+++ Texte fourni +++

Le 30 mars 2011, la grande salle de la rue de Varenne affichait complet pour la soirée « Solos, qui es-tu ? Un regard sur les Solos 35-50 ans ». Dans un premier temps, des solos ont restitué les résultats de l’enquête qu’ils ont menée durant l’hiver auprès d’une quinzaine de solos (célibataires sans enfants) du MCC. Dans un second temps, Ludovic Salvo, responsable national du MCC, et le père Quris, secrétaire général adjoint de la Conférence des évêques de France ont réagi à ce qui a été présenté. A suivi un débat avec la salle…
Si la plupart des participants a déclaré s’être reconnue dans ce portrait sociologique des solos, (leur place dans le travail, dans la société, l’Eglise, le MCC, auprès de leur famille et de leurs amis), plusieurs personnes ont exprimé qu’elles se sentaient, au contraire, en décalage avec ce portrait. Ludovic Salvo et le Père Quris ont eux aussi alimenté la réflexion, marquant parfois leur étonnement.
La richesse et la diversité des points de vue ont suscité le désir de cette « lettre ouverte à propos des solos », qui s’adresse à la fois aux solos, et à tous les autres. Cette lettre reprend les termes du débat qui a eu lieu le 30 mars, tout en les confrontant à l’expérience vécue des solos.
Une population «impensée» dans l’Eglise
Parmi les voix qui ont exprimé qu’elles ne se reconnaissaient pas dans ce portrait dressé des solos par eux-mêmes, l’une provenait d’une solo, assumant et vivant bien sa situation. Une autre provenait d’une mère élevant seule ses enfants. D’autres voix se sont également exprimées, témoignant peut-être d’autres situations.
En effet, pourquoi ériger la situation des solos en simple opposition au modèle du couple avec enfants ? Comment ne pas voir la pluralité des situations actuelles ? Si le modèle majoritaire reste celui du couple avec enfants, particulièrement chez les chrétiens, comment ne pas reconnaître la mosaïque de notre société où se côtoient également les familles mono-parentales, les couples sans enfants, les familles recomposées, et d’autres formes de vie ? La situation des solos est un fragment de cette mosaïque, leur réflexion peut donc s’enrichir de ces autres formes de vie qui ont émergé.

+++

- **Consigne**:
Répondez, s'il vous plaît, à ces trois questions sur le texte sur les solos :
1. Auprès de combien de solos environ l'enquête de l'hiver a-t-elle été menée ?
2. Quelle fonction le père Quris occupe-t-il ?
3. Quelles formes de vie le texte cite-t-il comme côtoyant le couple avec enfants dans la société ?

+++ Données affichées +++

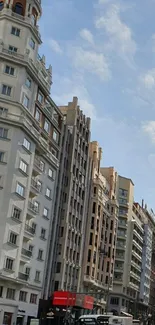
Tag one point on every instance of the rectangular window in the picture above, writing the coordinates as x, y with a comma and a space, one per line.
6, 90
55, 136
3, 133
15, 31
9, 263
13, 49
26, 101
40, 255
1, 291
13, 238
23, 296
48, 193
33, 299
40, 97
45, 213
10, 294
32, 43
20, 189
9, 70
26, 144
46, 126
23, 166
51, 173
28, 82
16, 213
43, 233
38, 115
1, 156
37, 276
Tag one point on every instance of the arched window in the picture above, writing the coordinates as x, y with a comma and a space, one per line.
1, 5
18, 9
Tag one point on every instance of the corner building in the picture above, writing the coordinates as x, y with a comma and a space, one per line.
30, 136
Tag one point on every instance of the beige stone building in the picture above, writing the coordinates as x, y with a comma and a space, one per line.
100, 240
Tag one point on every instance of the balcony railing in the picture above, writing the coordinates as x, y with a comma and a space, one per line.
32, 207
29, 229
35, 185
26, 253
23, 276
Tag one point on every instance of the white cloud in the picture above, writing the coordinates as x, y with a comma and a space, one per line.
92, 62
119, 34
149, 128
54, 45
148, 79
87, 36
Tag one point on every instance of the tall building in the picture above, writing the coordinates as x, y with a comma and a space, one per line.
100, 237
30, 135
71, 203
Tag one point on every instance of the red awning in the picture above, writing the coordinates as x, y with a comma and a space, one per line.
68, 299
88, 302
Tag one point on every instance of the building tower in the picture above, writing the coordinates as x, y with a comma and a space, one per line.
30, 135
71, 205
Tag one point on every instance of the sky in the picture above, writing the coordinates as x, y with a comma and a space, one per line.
103, 52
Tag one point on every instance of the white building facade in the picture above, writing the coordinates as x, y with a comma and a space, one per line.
30, 135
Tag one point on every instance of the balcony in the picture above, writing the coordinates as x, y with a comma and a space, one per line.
35, 187
38, 167
33, 208
26, 254
29, 232
23, 276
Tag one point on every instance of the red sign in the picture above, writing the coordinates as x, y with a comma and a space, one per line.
64, 298
88, 302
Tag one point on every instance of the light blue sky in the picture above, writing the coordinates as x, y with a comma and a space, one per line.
103, 52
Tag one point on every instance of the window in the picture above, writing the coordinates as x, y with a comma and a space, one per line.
16, 213
45, 213
1, 156
1, 5
3, 133
1, 291
23, 166
10, 294
22, 296
13, 238
51, 173
40, 97
6, 90
55, 136
26, 144
26, 101
28, 82
9, 70
20, 189
46, 126
58, 268
48, 193
27, 270
33, 298
13, 49
7, 319
37, 276
40, 255
32, 43
34, 226
18, 9
15, 31
9, 263
43, 233
37, 115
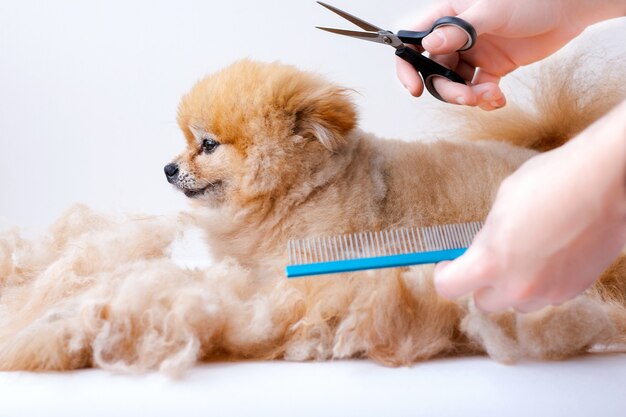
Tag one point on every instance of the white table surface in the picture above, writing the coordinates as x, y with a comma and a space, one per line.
587, 386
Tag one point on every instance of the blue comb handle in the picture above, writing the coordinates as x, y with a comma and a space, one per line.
389, 261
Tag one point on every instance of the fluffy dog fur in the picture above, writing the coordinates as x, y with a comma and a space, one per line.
290, 163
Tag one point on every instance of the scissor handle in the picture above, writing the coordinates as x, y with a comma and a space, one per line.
415, 38
429, 69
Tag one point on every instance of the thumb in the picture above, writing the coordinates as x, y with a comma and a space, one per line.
469, 272
448, 39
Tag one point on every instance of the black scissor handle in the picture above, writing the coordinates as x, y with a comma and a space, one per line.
415, 38
429, 69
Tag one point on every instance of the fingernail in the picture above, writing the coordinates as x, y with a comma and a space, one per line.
440, 267
434, 40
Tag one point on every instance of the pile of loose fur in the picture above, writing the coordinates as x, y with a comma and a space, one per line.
102, 291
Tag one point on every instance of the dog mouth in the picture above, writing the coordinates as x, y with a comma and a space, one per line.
198, 192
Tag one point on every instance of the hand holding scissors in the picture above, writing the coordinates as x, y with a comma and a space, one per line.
428, 68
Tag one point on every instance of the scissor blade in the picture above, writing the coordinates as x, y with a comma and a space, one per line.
367, 36
359, 22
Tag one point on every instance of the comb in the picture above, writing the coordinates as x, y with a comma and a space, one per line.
381, 249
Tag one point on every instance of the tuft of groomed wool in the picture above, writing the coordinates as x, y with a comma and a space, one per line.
103, 291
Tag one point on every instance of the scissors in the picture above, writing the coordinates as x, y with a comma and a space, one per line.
427, 68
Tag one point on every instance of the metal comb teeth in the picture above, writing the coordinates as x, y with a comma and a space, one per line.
385, 248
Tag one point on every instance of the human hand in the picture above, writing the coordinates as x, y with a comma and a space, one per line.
511, 33
556, 225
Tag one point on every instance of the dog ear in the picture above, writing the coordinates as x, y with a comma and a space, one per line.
326, 115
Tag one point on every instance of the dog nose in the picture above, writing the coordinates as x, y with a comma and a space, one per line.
171, 170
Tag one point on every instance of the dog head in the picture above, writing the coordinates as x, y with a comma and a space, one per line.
255, 130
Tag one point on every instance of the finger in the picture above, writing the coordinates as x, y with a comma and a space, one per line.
428, 18
445, 40
409, 77
469, 272
531, 306
455, 93
465, 70
489, 96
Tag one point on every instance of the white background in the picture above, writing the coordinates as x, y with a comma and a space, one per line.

+++

- **Corrigé**:
1. Auprès d'une quinzaine de solos.
2. Il est secrétaire général adjoint de la Conférence des évêques de France.
3. Les familles mono-parentales, les couples sans enfants, les familles recomposées et d'autres formes de vie.